• _Problem requirements_
Extract every line of the data below and reproduce each one word for word, in the same order.

Coordinate labeling data
>> START

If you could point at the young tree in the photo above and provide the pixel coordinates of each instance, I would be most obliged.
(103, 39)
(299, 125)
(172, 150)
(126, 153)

>> END

• _Final result_
If you could point at the young tree in the photo above and provide the pixel coordinates of each instance, I would be most obliged.
(103, 39)
(299, 125)
(172, 150)
(126, 153)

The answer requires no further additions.